— START Quoted text —

Blogging over at Reason
Several readers have complained that BC hasn't been updated for months. Indeed, part of the reason is too much work, but also that I've been blogging on Reason magazine's Hit and Run blog.

I'm keeping BC alive, but for the moment the little time I have goes to H&R. Will be back soon, though, when things clear up.

Saturday, January 03, 2004

Golan grab?
Israel's deputy prime minister, Ehud Olmert, is denying that the Israeli government has approved a plan to double the population in the occupied Golan Heights. According to Ha'aretz, he told the BBC's Hard Talk program:

"There is no program, there is no policy, there is no expansion of Israeli settlements in the Golan Heights," Olmert told the BBC.

"He [Agriculture Minister Yisrael Katz, who announced the decision] may have declared something... but in terms of the government policy... there is no such approved program..."


The statement comes amid mild hopes that Syria and Israel might resume negotiations on the Golan. While the prospect of serious talks still looks far away, the Syrians and Lebanese are "coordinating". As the Daily Star reported today:

A series of meetings will be held between Syrian and Lebanese officials in the next few days to pave the way for a possible meeting of the Syrian-Lebanese Higher Council in the next few months. The meetings are apparently intended to reinforce the image of complete cooperation between the two countries.

The article suggests the reason for this is increasing American pressure on Syria through the Syria Accountability and Lebanese Sovereignty Restoration Act. However, it is quite possible that it is also, and perhaps mainly, linked to the prospect of progress in talks with Israel. If such talks resume, Syria is very keen to keep a tight rein on Lebanon.

The Battle of Algiers II
Christopher Hitchens has done a piece on the Battle of Algiers for Slate, the second in the online magazine in a few months. The first was written by Charles Paul Freund.

— END Quoted text —
— START Given data —

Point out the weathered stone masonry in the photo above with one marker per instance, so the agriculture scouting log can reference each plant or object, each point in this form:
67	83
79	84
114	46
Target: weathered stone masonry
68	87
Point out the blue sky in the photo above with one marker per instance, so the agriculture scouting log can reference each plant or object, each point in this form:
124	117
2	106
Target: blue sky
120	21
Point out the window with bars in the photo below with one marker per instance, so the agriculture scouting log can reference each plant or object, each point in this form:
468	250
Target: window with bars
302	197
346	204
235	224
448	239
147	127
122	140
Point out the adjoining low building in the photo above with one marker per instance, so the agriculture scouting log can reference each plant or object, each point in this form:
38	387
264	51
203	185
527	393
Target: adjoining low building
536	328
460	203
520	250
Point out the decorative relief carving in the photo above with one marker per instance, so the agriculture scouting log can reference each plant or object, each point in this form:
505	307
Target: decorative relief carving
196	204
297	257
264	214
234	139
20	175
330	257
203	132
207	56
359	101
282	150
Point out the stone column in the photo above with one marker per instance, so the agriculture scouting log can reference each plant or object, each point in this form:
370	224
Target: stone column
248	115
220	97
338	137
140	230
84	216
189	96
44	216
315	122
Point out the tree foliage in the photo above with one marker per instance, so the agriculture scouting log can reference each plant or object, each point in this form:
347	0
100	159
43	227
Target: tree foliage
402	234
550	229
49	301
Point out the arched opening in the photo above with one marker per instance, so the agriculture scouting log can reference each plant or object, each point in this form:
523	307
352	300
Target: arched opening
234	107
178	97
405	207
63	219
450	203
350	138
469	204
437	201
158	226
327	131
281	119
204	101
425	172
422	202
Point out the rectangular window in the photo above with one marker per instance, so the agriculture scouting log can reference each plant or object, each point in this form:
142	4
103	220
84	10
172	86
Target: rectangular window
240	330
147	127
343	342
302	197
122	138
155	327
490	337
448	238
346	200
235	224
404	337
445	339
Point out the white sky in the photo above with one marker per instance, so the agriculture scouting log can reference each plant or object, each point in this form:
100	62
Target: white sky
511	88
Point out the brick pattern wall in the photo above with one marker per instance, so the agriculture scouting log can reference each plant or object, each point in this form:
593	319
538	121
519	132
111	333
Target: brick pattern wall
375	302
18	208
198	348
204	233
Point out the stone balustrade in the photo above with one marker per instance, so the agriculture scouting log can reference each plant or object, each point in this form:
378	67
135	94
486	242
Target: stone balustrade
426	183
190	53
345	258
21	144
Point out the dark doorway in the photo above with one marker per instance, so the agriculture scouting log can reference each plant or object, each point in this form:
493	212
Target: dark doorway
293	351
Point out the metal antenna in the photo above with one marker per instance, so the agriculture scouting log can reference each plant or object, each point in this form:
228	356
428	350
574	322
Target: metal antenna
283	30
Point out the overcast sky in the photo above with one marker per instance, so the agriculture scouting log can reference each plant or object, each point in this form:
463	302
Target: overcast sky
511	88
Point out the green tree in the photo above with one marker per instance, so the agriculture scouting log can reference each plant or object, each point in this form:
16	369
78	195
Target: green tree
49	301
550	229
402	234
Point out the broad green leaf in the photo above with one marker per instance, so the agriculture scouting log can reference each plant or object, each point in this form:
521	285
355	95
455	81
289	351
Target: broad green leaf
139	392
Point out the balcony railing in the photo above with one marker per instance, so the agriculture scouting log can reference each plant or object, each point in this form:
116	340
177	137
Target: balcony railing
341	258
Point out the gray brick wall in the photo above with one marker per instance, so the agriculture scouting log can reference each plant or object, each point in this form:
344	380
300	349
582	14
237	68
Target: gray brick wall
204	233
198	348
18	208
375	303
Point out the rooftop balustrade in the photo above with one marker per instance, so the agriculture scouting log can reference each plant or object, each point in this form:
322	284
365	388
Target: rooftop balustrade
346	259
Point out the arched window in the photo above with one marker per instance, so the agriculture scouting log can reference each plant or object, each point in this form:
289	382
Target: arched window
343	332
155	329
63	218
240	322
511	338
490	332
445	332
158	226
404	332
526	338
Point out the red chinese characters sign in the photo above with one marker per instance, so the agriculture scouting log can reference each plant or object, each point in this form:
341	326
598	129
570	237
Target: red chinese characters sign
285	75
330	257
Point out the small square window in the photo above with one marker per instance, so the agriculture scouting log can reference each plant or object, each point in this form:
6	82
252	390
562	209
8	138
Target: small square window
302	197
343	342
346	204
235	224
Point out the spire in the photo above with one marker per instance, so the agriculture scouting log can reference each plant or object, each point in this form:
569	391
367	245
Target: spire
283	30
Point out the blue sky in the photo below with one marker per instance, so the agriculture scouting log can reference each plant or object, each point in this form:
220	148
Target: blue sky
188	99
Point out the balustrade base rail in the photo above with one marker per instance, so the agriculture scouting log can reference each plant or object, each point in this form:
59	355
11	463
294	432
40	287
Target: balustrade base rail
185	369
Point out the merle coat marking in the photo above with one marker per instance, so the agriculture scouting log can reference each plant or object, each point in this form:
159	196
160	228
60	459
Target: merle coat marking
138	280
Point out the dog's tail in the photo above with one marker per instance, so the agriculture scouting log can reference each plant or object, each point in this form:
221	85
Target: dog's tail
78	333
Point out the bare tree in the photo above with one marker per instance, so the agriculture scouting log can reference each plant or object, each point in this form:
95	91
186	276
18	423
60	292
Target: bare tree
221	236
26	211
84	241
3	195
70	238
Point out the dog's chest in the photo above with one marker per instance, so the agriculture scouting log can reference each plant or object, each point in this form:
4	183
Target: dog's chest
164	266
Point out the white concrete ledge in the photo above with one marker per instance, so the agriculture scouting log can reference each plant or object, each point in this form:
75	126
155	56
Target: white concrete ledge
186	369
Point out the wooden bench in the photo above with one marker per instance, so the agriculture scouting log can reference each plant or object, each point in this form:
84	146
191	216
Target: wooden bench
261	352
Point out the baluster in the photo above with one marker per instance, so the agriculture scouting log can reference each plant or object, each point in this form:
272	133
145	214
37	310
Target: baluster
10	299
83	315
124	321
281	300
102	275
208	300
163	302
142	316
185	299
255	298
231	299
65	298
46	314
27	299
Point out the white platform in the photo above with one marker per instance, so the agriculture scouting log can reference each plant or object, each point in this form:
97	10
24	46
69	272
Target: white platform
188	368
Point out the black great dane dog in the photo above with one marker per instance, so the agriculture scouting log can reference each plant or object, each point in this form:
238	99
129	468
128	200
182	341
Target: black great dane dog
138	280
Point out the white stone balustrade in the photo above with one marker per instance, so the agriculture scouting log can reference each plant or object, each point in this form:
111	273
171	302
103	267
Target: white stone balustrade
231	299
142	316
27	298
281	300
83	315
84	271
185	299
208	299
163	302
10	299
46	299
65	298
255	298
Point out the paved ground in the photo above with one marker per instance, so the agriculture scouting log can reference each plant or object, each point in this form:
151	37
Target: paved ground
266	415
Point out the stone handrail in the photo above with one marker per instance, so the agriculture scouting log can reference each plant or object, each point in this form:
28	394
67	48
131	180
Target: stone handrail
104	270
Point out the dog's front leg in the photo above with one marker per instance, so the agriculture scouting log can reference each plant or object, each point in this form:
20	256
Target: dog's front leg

— END Given data —

Please repeat the blog excerpt above word for word, from "A series of" to "rein on Lebanon.".

◆ **Response to this task**:
A series of meetings will be held between Syrian and Lebanese officials in the next few days to pave the way for a possible meeting of the Syrian-Lebanese Higher Council in the next few months. The meetings are apparently intended to reinforce the image of complete cooperation between the two countries.

The article suggests the reason for this is increasing American pressure on Syria through the Syria Accountability and Lebanese Sovereignty Restoration Act. However, it is quite possible that it is also, and perhaps mainly, linked to the prospect of progress in talks with Israel. If such talks resume, Syria is very keen to keep a tight rein on Lebanon.